Phrase grounding data:
################

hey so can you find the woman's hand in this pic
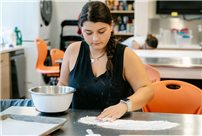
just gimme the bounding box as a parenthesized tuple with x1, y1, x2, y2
(96, 102, 128, 121)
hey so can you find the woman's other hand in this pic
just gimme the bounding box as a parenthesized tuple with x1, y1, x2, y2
(96, 102, 128, 121)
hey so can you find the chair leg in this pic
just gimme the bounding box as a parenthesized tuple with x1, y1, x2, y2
(49, 77, 58, 86)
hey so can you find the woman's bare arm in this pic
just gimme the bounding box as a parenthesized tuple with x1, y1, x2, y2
(132, 41, 142, 49)
(124, 47, 154, 111)
(57, 41, 81, 86)
(96, 47, 154, 120)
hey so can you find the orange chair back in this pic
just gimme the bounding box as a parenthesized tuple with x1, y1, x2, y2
(143, 64, 160, 83)
(143, 80, 202, 114)
(50, 49, 64, 66)
(35, 39, 48, 70)
(35, 39, 59, 76)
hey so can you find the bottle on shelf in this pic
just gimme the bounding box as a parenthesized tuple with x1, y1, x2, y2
(131, 19, 134, 33)
(14, 27, 22, 45)
(109, 0, 114, 10)
(117, 15, 122, 24)
(128, 4, 133, 11)
(106, 0, 110, 9)
(119, 1, 124, 10)
(133, 1, 135, 10)
(126, 21, 131, 33)
(123, 0, 128, 11)
(10, 30, 17, 47)
(114, 24, 119, 33)
(114, 0, 119, 7)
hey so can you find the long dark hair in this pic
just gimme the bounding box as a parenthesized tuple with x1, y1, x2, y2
(79, 1, 116, 76)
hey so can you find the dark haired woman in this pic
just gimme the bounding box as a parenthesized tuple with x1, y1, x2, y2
(57, 1, 154, 120)
(122, 34, 158, 49)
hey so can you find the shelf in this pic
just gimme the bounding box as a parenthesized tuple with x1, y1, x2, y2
(114, 33, 134, 36)
(110, 10, 134, 14)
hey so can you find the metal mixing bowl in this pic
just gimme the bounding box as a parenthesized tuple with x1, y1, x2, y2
(28, 86, 76, 113)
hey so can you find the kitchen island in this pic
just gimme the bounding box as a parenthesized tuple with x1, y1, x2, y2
(157, 44, 201, 50)
(1, 106, 201, 136)
(134, 49, 202, 80)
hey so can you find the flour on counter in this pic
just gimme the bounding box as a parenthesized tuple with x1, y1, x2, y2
(78, 116, 180, 130)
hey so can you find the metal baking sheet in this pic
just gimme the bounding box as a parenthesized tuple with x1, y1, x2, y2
(0, 114, 67, 136)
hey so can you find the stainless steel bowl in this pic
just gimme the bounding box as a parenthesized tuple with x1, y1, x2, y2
(28, 86, 76, 113)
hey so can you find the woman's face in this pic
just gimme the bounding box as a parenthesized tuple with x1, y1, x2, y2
(81, 21, 113, 50)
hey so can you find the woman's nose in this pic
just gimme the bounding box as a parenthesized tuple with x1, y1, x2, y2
(93, 33, 99, 41)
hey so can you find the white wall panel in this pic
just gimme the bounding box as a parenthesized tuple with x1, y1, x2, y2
(50, 1, 88, 48)
(135, 0, 149, 37)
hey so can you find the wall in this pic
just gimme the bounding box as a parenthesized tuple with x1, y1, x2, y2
(149, 18, 202, 45)
(135, 0, 202, 45)
(148, 0, 202, 45)
(50, 1, 88, 49)
(134, 0, 149, 37)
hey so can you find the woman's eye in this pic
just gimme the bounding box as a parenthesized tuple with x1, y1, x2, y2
(99, 31, 105, 34)
(86, 33, 92, 35)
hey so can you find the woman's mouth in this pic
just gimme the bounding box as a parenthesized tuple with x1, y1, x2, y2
(94, 43, 100, 45)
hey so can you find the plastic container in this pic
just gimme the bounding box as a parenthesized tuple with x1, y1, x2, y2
(1, 29, 16, 47)
(163, 30, 171, 45)
(174, 30, 193, 46)
(14, 27, 22, 45)
(175, 35, 193, 46)
(10, 30, 17, 47)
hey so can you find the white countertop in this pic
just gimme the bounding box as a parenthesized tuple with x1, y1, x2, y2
(0, 46, 25, 54)
(157, 44, 201, 50)
(134, 49, 202, 59)
(133, 49, 202, 80)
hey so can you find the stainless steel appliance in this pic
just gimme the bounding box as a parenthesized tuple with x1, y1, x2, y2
(10, 49, 25, 98)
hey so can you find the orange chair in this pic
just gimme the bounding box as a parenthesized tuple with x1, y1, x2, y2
(143, 64, 160, 83)
(35, 39, 60, 85)
(143, 80, 202, 114)
(50, 49, 64, 66)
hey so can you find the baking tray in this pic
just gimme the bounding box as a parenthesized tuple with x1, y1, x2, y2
(1, 114, 67, 136)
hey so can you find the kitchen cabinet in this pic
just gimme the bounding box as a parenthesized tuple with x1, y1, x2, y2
(1, 46, 26, 99)
(1, 52, 10, 99)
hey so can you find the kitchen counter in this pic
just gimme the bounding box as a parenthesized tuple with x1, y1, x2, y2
(0, 45, 25, 54)
(1, 106, 201, 136)
(157, 44, 201, 50)
(133, 50, 202, 79)
(133, 49, 202, 58)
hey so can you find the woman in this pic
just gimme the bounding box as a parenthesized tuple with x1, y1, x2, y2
(58, 1, 154, 120)
(122, 34, 158, 49)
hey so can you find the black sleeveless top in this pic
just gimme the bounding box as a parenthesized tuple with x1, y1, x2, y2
(68, 41, 132, 110)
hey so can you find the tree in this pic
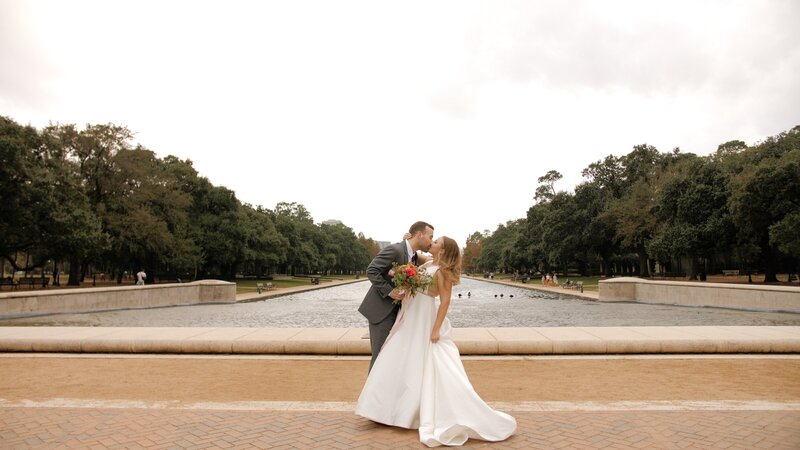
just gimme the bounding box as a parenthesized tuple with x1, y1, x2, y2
(524, 204, 549, 273)
(0, 117, 106, 280)
(0, 116, 51, 270)
(649, 154, 735, 279)
(727, 127, 800, 281)
(192, 183, 246, 278)
(238, 205, 288, 276)
(358, 232, 380, 260)
(607, 179, 658, 276)
(581, 155, 625, 198)
(273, 202, 321, 275)
(321, 223, 370, 273)
(715, 140, 747, 157)
(461, 232, 483, 273)
(476, 220, 527, 273)
(539, 192, 585, 274)
(534, 170, 562, 203)
(572, 182, 618, 276)
(770, 211, 800, 259)
(621, 144, 662, 186)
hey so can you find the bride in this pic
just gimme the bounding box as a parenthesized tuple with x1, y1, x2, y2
(355, 236, 516, 447)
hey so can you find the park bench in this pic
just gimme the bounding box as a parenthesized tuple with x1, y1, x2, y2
(562, 281, 584, 293)
(310, 276, 321, 285)
(653, 272, 685, 279)
(789, 274, 798, 283)
(17, 277, 49, 289)
(157, 278, 184, 284)
(0, 279, 18, 290)
(256, 282, 275, 294)
(722, 270, 740, 276)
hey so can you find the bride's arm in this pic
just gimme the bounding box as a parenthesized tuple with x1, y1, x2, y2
(431, 271, 452, 343)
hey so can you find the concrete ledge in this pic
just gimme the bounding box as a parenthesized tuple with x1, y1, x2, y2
(0, 280, 236, 318)
(0, 326, 797, 355)
(600, 277, 800, 312)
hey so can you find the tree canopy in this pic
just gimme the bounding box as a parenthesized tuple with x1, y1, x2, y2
(0, 117, 371, 284)
(470, 126, 800, 282)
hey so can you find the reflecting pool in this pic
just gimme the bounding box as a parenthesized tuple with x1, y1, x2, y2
(1, 278, 799, 327)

################

* Task requirements:
When the word "white" occurs in a line above, list that line.

* Problem solution:
hey so can you find the white wall panel in this pic
hey so can you find the white countertop in this pic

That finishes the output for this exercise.